PÁGINA:
%%

Não há ser humano órfão de lugar, mesmo que leve uma vida itinerante, isto é, sem lugar fixo. Todos nós sentimos saudade de algum lugar por onde passamos ou moramos.
“Tapera” é a denominação que damos a uma casa que foi habitada por pessoas em um tempo passado. A tapera, a “casa velha”, não é uma casa abandonada e esquecida apenas pelo fato de ninguém mais morar nela. A tapera, ou casarão, como a chamamos, é onde moram as lembranças de tempos próximos ou longínquos. A tapera, habitação em ruínas, é o lugar da nostalgia das vivências marcantes. Mesmo o estradeiro ou o nômade guardam na mente e no coração as paisagens por onde passaram.
Não há ser humano órfão de lugar, mesmo que leve uma vida itinerante, isto é, sem lugar fixo. Todos nós sentimos saudade de algum lugar por onde passamos ou moramos.
A tapera normalmente nos leva a um tempo de convivência familiar, com as memórias da infância e até mesmo da fase adulta. A tapera evoca os sentimentos das partidas e das mudanças. É difícil avistar uma tapera e ficar neutro diante dela, porque não é apenas um amontoado de telhados, janelas e portas caídas, corroídas pelos cupins. Ali permanecem os vestígios das pegadas humanas. Tornou-se um espaço sagrado, como uma liturgia a evocar infinitas lembranças.

%%

LINHAS:
%%

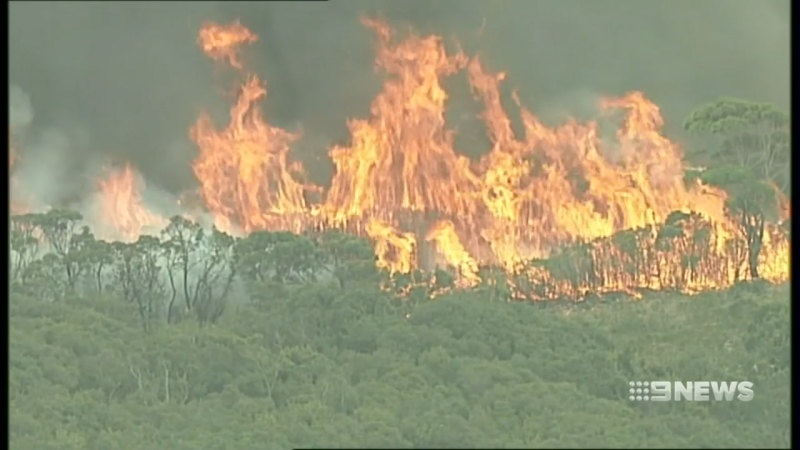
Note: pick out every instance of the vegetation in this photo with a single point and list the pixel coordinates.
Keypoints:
(318, 365)
(195, 339)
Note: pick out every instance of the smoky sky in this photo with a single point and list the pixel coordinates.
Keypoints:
(125, 81)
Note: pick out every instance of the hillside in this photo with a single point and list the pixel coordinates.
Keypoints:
(319, 365)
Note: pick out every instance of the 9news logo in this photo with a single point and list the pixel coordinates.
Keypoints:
(691, 391)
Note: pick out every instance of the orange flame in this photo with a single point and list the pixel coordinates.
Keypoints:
(122, 208)
(528, 197)
(222, 42)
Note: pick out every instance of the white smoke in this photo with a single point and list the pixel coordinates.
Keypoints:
(20, 110)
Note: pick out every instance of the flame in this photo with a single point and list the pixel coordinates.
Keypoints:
(246, 178)
(222, 42)
(121, 206)
(402, 159)
(400, 181)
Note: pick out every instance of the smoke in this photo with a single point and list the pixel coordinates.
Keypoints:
(132, 77)
(20, 111)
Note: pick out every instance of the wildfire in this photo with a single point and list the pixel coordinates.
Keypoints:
(122, 208)
(222, 42)
(246, 178)
(552, 191)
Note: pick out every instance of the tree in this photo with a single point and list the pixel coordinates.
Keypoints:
(751, 202)
(754, 135)
(181, 240)
(348, 258)
(58, 227)
(138, 276)
(24, 242)
(285, 257)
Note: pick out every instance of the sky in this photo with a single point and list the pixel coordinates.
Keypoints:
(109, 82)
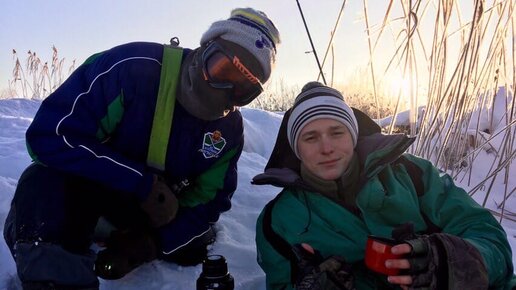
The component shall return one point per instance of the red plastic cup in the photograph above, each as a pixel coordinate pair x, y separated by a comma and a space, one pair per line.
378, 250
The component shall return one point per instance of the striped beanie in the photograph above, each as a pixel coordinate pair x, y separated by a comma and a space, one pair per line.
252, 30
317, 101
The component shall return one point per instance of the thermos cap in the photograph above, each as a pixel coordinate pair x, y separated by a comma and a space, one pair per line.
214, 266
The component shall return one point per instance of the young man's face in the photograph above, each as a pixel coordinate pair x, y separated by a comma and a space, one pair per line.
325, 148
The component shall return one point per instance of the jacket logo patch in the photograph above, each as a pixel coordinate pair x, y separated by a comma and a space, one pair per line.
213, 143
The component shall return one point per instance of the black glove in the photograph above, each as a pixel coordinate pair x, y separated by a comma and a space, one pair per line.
442, 261
125, 251
161, 204
316, 273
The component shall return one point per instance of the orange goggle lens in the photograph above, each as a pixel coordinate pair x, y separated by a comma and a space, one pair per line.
225, 71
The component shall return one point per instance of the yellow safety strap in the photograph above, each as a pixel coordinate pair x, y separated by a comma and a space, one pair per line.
164, 111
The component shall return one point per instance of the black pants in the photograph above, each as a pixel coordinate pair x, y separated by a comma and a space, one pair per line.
51, 223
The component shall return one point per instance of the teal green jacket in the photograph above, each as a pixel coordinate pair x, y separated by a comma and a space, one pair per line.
387, 199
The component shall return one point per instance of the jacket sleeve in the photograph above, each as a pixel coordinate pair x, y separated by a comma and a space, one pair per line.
276, 267
456, 213
70, 129
201, 205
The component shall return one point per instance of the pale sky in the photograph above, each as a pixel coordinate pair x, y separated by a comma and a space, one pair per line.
80, 28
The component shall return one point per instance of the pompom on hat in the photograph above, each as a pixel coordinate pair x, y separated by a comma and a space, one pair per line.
317, 101
252, 30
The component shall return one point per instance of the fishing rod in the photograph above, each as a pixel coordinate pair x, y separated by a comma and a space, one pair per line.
311, 42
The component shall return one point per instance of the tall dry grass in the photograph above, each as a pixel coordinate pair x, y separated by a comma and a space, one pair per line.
462, 62
37, 79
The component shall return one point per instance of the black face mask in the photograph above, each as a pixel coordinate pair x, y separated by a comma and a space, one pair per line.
197, 96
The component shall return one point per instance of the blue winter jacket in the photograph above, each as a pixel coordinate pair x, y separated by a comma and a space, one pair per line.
97, 125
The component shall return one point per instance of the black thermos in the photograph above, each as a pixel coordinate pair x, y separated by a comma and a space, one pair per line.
215, 275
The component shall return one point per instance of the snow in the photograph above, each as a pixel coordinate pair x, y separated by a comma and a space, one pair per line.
236, 228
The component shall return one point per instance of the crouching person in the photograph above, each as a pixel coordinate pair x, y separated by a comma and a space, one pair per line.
145, 136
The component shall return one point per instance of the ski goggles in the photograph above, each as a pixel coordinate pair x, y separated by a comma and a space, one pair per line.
224, 70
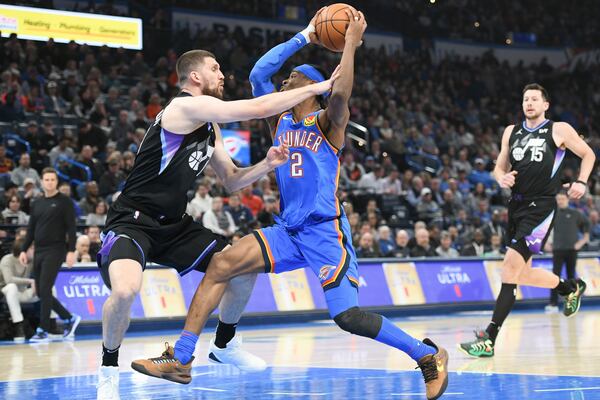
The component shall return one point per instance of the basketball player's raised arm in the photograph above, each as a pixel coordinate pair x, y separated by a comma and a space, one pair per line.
185, 114
502, 173
235, 178
568, 137
336, 116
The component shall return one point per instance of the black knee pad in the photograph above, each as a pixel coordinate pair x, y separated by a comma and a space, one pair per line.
359, 322
520, 246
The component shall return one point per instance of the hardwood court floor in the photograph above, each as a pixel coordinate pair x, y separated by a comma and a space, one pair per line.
538, 356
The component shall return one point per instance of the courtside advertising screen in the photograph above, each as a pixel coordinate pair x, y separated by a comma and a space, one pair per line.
64, 26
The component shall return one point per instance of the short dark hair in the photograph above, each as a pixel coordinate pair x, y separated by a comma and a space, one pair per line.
49, 170
537, 86
188, 61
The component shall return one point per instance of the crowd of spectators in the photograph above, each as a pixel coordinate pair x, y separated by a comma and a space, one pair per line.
420, 187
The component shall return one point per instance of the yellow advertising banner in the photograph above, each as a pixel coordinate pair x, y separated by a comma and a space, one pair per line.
291, 291
404, 283
588, 269
64, 26
493, 269
161, 294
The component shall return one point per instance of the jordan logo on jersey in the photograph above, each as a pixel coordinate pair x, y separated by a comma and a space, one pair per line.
537, 146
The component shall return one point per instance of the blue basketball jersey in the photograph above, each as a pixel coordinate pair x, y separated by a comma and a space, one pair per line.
308, 181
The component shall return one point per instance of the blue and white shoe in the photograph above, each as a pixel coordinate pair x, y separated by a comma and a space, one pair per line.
71, 325
234, 355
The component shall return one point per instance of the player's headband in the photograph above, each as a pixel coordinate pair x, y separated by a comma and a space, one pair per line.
311, 73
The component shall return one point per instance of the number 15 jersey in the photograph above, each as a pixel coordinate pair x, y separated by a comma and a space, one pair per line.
308, 182
537, 160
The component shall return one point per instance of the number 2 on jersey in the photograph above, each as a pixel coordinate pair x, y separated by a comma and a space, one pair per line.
296, 165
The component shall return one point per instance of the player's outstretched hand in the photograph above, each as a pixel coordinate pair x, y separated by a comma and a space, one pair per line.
325, 86
278, 155
576, 190
507, 180
314, 39
357, 26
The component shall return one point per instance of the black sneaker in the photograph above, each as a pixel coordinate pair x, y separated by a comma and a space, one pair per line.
573, 300
71, 325
19, 336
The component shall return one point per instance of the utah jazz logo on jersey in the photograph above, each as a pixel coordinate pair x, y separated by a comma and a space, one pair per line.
537, 146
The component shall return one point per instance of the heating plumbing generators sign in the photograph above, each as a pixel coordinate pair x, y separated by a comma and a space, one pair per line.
64, 26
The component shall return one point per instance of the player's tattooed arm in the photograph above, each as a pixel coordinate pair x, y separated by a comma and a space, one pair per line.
335, 118
565, 136
502, 172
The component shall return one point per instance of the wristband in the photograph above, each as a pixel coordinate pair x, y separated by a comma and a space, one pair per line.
306, 32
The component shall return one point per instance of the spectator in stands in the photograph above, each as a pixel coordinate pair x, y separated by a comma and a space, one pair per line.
90, 201
93, 234
242, 216
252, 201
266, 217
24, 170
98, 217
121, 127
87, 158
351, 171
91, 135
53, 102
18, 287
65, 188
61, 150
111, 180
218, 220
480, 175
82, 249
391, 184
401, 249
12, 215
445, 248
6, 164
427, 209
385, 242
201, 203
422, 247
477, 246
366, 248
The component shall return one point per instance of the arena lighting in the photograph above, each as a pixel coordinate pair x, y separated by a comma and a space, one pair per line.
65, 26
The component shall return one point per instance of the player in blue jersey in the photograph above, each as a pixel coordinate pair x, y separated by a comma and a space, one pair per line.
312, 230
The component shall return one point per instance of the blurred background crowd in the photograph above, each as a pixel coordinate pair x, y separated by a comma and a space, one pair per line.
418, 183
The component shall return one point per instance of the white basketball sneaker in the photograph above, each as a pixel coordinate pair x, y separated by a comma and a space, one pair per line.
233, 354
108, 383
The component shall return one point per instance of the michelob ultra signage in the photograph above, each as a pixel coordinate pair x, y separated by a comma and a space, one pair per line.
64, 26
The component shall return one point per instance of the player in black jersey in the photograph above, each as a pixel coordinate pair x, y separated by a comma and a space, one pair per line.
147, 223
529, 163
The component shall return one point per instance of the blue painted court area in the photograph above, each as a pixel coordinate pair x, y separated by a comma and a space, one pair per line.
223, 382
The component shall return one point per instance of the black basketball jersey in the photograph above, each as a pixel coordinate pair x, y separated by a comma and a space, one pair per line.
534, 155
166, 166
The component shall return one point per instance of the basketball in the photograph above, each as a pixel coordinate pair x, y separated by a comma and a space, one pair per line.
331, 26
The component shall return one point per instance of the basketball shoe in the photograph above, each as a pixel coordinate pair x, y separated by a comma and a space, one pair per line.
573, 300
434, 368
108, 383
165, 367
234, 354
482, 346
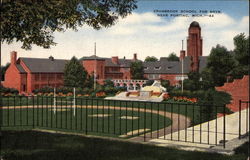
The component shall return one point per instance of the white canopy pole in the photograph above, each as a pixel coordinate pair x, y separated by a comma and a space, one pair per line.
74, 101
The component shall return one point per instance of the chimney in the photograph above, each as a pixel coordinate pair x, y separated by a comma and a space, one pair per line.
182, 54
135, 57
115, 60
13, 56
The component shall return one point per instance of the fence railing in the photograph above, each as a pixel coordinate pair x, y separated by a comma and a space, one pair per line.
137, 120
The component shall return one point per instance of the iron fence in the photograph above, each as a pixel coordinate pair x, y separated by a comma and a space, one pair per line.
135, 120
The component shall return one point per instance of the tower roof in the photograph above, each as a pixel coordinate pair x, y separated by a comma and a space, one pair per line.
194, 24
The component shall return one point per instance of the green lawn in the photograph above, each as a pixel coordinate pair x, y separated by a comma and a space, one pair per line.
196, 113
30, 145
101, 121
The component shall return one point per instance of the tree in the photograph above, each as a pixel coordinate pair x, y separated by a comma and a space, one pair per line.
220, 63
3, 70
241, 51
193, 82
109, 83
173, 57
166, 84
89, 83
137, 70
150, 59
34, 21
74, 74
241, 55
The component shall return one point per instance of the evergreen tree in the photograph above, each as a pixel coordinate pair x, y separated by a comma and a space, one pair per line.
137, 70
150, 59
220, 63
74, 74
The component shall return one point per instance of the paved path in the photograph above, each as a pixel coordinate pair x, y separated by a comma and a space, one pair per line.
177, 120
199, 133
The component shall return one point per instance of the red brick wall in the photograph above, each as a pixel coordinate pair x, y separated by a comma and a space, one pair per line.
171, 78
90, 65
194, 46
126, 73
12, 78
239, 90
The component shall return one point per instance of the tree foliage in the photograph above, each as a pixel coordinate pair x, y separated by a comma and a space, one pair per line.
193, 82
173, 57
137, 70
220, 63
34, 21
3, 70
241, 51
74, 74
150, 59
241, 55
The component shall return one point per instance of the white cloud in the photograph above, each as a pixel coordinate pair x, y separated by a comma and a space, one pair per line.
142, 33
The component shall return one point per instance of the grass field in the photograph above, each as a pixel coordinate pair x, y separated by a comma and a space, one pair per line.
196, 113
30, 145
94, 121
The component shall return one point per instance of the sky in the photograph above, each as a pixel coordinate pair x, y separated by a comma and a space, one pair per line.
146, 33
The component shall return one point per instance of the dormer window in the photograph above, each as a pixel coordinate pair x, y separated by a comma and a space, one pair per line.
157, 68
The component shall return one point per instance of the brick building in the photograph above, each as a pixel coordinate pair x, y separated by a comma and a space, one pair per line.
27, 74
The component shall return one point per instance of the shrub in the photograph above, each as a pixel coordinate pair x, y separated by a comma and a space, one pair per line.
8, 91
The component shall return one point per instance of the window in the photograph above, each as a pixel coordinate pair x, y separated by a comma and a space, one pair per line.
44, 77
37, 86
169, 67
51, 77
153, 76
37, 77
59, 76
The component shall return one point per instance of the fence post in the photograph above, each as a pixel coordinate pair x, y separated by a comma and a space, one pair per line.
239, 119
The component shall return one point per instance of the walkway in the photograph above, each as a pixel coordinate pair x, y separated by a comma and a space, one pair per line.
201, 137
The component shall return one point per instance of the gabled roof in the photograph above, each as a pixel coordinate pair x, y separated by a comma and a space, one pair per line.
20, 68
43, 65
93, 57
121, 63
203, 63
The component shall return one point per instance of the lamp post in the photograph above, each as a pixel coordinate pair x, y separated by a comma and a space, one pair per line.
182, 78
95, 68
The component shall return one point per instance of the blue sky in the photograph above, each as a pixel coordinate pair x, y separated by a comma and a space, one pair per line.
147, 34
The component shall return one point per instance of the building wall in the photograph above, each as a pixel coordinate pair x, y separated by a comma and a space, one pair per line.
126, 73
92, 65
239, 90
41, 80
12, 78
194, 46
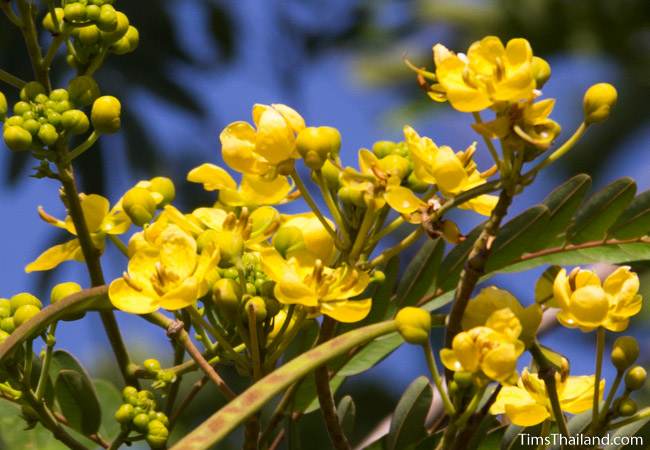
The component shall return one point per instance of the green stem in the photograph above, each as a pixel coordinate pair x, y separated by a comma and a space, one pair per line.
600, 350
11, 79
433, 367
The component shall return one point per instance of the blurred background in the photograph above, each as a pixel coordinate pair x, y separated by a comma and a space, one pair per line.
203, 63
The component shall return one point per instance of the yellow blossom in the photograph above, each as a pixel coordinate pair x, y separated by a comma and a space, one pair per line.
254, 190
491, 350
259, 150
166, 271
100, 219
527, 403
586, 303
488, 74
322, 290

%%

TAREFA PROPOSTA A:
Mostre todas as linhas em que aparece a palavra "flame".
TAREFA PROPOSTA B:
Escreva o que vem depois no texto sobre a tapera, começando logo após a última frase apresentada.

RESULTADO ESPERADO A:
Note: pick out every instance of the orange flame in this photo with a single point and list the pixel coordinates.
Note: pick out every instance of the flame in this photo with a single point and list the pixel coordinates.

RESULTADO ESPERADO B:
A saudade não é um não-lugar. A lembrança é um sentimento afetivo, positivo ou negativo. Por isso, a nostalgia não é uma quimera fantasmagórica ou um “soluço psíquico”. A lembrança é a base antropológica das vivências existenciais, que constitui a espiritualidade do mundo vivido em sua fantasia e realidade. A fantasia e a realidade sempre nos trazem de volta para o chão da vida. Quanto mais estamos na fantasia, mais dentro da realidade estaremos, e só suportamos o peso da realidade por causa do alívio da fantasia. Sem fantasia, a vida se transforma em um peso insuportável.
A tapera, a “casa abandonada”, é a evocação do tempo conjugado no espaço.
A tapera é a estruturação de sentido, porque é sempre o espaço que indica as experiências vividas no tempo. A tapera é uma interpelação das memórias que ali estão presentes. As músicas, poesias e crônicas inspiradas em taperas são o recado do tempo que grita nelas para se evitar a amnésia do humano ausente. É neste sentido que a poesia não é outra coisa senão a rouquidão do tempo. A destruição de uma tapera, “da casa velha”, é a eliminação dos vestígios das pessoas ou grupos que por ali passaram.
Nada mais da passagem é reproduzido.